■ Problem details:
Retype the records in full, keeping each character as it is.

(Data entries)
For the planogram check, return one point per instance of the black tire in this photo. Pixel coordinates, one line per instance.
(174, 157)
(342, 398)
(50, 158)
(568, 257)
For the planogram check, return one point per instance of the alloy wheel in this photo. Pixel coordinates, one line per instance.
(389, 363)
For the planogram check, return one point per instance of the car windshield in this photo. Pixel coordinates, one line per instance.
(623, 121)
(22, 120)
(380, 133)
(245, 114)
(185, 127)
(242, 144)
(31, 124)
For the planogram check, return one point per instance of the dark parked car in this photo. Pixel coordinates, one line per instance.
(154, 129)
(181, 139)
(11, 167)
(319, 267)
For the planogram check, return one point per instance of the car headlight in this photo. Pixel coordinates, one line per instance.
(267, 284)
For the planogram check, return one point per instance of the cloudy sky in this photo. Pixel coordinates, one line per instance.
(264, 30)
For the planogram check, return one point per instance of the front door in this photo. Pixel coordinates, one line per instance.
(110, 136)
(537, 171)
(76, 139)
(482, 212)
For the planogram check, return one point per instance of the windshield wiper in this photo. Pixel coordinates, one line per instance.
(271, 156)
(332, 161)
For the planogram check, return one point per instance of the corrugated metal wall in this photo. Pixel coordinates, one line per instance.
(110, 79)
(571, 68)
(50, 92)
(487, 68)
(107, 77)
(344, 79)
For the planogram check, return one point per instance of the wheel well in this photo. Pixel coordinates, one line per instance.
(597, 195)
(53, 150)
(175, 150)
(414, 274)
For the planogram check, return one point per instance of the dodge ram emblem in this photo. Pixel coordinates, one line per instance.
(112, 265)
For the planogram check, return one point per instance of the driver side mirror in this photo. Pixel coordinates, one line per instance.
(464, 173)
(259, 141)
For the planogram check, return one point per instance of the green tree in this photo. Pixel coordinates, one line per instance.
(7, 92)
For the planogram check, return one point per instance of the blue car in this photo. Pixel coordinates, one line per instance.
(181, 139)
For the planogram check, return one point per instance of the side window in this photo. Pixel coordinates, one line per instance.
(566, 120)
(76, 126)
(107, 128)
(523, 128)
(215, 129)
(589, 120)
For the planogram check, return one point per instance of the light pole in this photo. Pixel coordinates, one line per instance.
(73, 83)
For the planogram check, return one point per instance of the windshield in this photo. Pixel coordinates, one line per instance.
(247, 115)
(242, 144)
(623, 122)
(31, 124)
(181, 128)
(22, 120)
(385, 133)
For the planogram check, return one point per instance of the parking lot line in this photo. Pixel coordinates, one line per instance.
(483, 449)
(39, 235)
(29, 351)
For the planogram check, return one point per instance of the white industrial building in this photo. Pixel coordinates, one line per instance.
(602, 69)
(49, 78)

■ Task solution:
For the planogram check, return one point per instance of the black tire in this photo. Pixel coordinates, one line per instance.
(174, 157)
(342, 398)
(50, 158)
(568, 257)
For the planogram check, return one point per instance of the alloy wheel in this photo. Pixel coordinates, one line per instance.
(389, 363)
For the planogram check, return one point per instance of the car windshield in this photo. Pixel coordinates, one line per instance.
(623, 121)
(22, 120)
(380, 133)
(245, 114)
(185, 127)
(242, 144)
(31, 124)
For the planogram check, return one point per instance of the dark parked car in this photo. Pixel coordinates, one line per instance.
(154, 129)
(181, 139)
(11, 167)
(319, 267)
For the planogram check, return one point per instance of the car headlight in this photo. Pixel coordinates, one line per instance.
(267, 284)
For the planogram check, return one point per instance of the cloudy sky in this photo. Pixel coordinates, one line per instance.
(264, 30)
For the planogram check, return one point per instance of the front door in this photo. Pixel coordinates, one line per instance.
(110, 136)
(537, 171)
(76, 139)
(482, 212)
For the planogram check, return one point per instance of the windshield wiper in this photo. Pixel coordinates, one line per instance.
(271, 156)
(332, 161)
For the planogram check, return one point per instance of the corrugated metal wall in this photo. Pixel coordinates, one line per instance.
(110, 79)
(571, 68)
(50, 92)
(487, 68)
(107, 77)
(344, 79)
For the planogram check, return one point per instance of the wheel well in this photo. Pixel coordinates, one line per instance.
(597, 195)
(53, 150)
(175, 150)
(414, 274)
For the planogram check, return one point per instance of the dodge ram emblem in this photo. Pixel coordinates, one line per instance.
(112, 265)
For the planogram check, return one point per instance of the driver side mirror in this photo. Pixel coordinates, one line per instance.
(464, 173)
(259, 141)
For the planogram check, return one point per instance of the green tree in this photo. Pixel coordinates, one line per instance.
(7, 92)
For the planogram check, return one point per instance of the blue car in this photo. Pixel coordinates, one line per instance.
(181, 139)
For the planogram check, return one point per instance of the side window in this photo. Pixel coordinates, one line per instance.
(566, 120)
(76, 126)
(107, 128)
(523, 128)
(215, 129)
(589, 120)
For the planogram check, return one point per instance of the light pole in this photo. Pixel coordinates, one line per instance.
(73, 83)
For the planogram check, return one point per instance of the windshield in this photo. Pixel coordinates, one line per instance.
(247, 115)
(242, 144)
(623, 122)
(31, 124)
(181, 128)
(22, 120)
(385, 133)
For the planogram check, return one point per instance of the parking lot line in this photo. Pixel coordinates, one line per instance.
(483, 449)
(39, 235)
(29, 351)
For the planogram check, return one point per instance of the white industrial building in this photo. Pixel coordinates, one line per instance.
(602, 69)
(49, 78)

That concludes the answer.